**TASK REQUIREMENTS**
1. In the second-grade lesson plan, recast the paragraph beginning "B. Utilize your usual" as a bulleted list that keeps its main facts.
2. Extend the second-grade lesson plan on peer pressure, picking up right after its final sentence.

GRADE:  SECOND

CURRICULUM SUPPORTS:  Language Arts; Social Studies; Math [scales and charts for self-report success]

LESSON FOCUS:  Critical thinking; ethical decision making

 

OVERVIEW:  Students learn how to be a team player by participating in organized team sports. 

Young students develop the morals in elementary years that they will use for decision making throughout life.

When you first start to ride a bicycle, you make mistakes and even fall a few times.  But soon you have developed the habit of balance and you make fewer mistakes.  Learning to solve problems takes practice, too.

It is important that young students learn to make wise choices that keep them safe and do no harm to others.

This lesson and its activities should be practiced over and over until students develop good choice-making habits.

 

MEASUREMENT OF SUCCESS: 

A.  Look for evidence of ideas utilized in good choice discussions in student work.

Keep a running tabulation of the evidence. 

B. Utilize your usual “warning” strategy as a way of documenting change / success from using these instructional strategies.  C.  Student self-report.  Use a “Values Clarification Scale with “0” as the low point “I am never a rule-keeper”, “5” = “half of the time I remember to be a rule-keeper/half of the time I don’t remember the rules”, “10” = “I am always a rule-keeper”.  After students are proficient/more sophisticated in their self-awareness, they can utilize “in between” numbers to delineate “on the way to” the next level on the scale.  Your students will need a visual cue.  Utilize whatever strategies you are teaching to keep an accounting of success.  If you are teaching mapping or charting, then use a scale to indicate success that supports what you are teaching in other subject areas.

 

ACTIVITY ONE: Discussion and Idea Lists.

Explain:  Sticking to what you believe is right is not easy.   Sometimes we give in and do things we know our parents will not like or the teacher will not like.  Some young people like to have power over others and try to convince us that it is “OK” to break rules.   We can end up doing something that is not good for us and may get us into trouble. 

 

Discuss:

1.      Who is your peer?  [Create a definition from student responses.] What is “peer pressure”?

2.      What are some ways that students get other students to be a rule-breaker? [Make a “good choice” list for permanent posting in the room.]

Examples:  Call others student bad names; threaten not to be our friends if we do not do what they want us to do; call us “chicken”; suggest that “everyone else” is doing something they want us to do

3.      Is there “good peer pressure”?  What do you think?  What about the students in our class who have read 25 books and earned a star?  Sometimes we are influenced in good ways by are peers [classmates; friends].  CAN YOU NAME SOME OTHER WAYS THAT PEER PRESSURE CAN BE “GOOD”?

**MATERIAL SUPPLIED**
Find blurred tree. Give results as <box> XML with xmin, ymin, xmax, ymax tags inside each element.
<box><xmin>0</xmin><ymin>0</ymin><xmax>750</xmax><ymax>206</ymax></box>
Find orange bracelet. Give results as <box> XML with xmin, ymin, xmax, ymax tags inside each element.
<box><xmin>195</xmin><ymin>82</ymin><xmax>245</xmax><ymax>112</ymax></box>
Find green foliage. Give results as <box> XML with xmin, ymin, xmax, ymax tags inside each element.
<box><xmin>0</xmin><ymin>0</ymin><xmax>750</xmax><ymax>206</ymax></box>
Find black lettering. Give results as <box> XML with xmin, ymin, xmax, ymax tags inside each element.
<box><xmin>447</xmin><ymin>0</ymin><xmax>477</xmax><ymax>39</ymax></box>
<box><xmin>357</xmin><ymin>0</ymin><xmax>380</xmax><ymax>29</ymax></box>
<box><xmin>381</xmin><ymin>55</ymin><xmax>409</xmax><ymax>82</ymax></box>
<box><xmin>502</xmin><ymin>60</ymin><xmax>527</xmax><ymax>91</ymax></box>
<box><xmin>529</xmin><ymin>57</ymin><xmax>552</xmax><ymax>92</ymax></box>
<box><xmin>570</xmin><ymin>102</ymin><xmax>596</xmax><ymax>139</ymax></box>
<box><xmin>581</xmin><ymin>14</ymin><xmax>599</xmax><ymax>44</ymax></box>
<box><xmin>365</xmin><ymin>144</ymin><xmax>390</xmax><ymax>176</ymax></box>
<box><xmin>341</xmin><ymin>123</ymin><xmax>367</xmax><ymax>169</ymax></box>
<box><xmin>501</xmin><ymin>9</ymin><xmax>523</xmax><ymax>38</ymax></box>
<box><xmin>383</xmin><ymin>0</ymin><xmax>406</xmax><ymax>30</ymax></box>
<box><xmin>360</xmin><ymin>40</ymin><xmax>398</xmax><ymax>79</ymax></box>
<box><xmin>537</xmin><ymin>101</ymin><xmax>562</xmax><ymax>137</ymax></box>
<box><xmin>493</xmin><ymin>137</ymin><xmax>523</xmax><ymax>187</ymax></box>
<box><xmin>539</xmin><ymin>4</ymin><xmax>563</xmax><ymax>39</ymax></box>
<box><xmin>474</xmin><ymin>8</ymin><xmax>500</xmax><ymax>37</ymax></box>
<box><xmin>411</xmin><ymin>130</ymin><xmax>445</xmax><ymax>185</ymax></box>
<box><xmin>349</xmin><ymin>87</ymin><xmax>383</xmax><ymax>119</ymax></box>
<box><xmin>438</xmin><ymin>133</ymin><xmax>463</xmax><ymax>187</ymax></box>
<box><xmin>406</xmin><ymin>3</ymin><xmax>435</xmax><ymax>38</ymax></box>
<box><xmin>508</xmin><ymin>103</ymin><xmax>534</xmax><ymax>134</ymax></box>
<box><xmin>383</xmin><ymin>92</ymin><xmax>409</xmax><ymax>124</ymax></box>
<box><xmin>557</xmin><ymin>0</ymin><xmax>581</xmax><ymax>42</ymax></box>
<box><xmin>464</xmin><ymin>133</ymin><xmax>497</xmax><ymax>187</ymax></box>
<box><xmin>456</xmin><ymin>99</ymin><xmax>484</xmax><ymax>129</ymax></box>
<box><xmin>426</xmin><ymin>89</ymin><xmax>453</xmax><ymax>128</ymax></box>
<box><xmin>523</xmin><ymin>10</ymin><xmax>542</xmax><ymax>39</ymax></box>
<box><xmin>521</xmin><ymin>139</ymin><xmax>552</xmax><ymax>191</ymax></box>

**THE REPLIES**
1.
- Use your usual "warning" strategy to document change or success from these instructional strategies.
- Have students self-report on a Values Clarification Scale: "0" = "I am never a rule-keeper," "5" = half of the time they remember the rules and half of the time they do not, "10" = "I am always a rule-keeper."
- Once students are more self-aware, they can use in-between numbers to show they are on the way to the next level.
- Give students a visual cue.
- Keep an account of success with whatever strategies you are teaching. If you are teaching mapping or charting, use a scale that supports those other subject areas.

2.
4.      What are some “bad pressures”?  Being asked to steal; telling a lie; drinking alcohol [generate more ideas].

 

SAY:  WE CAN DEVELOP THE GOOD HABIT OF SAYING “NO” TO RULE BREAKING.  When we say no to peer pressure, this is called using “REFUSAL SKILLS”.

 

SITUATION:

When you go to a friend’s house, the friend suggests that the two of you take money that belongs to your Mom and go to the store and buy candy.

What can you do?

1.      Make an excuse.  I can’t do that because my Mom is expecting me to be at your house or go home.” [get more ideas from students]

2.      Suggest a different thing to do.  “Let’s go outside and ______. “  “Let’s play that neat game of _____ you got for your birthday.”

3.      Say “No” and just go.  “I don’t do things like that.”  “I must go now.” Leave right away and refuse to discuss it.

 

 

ACTIVITY TWO:  Refusal Skill Practice.

Say:  Now we are going to practice “refusal skills”

Structure:  Student Pairs or

                Use the context of a “Class Meeting” with the whole group with students taking turns in student pairs.

Role Plays:

A.     Your friend wants you to let him see the answers on your test.

B.     You are playing at a friend’s house and tells you he knows where his brother has some cigarettes.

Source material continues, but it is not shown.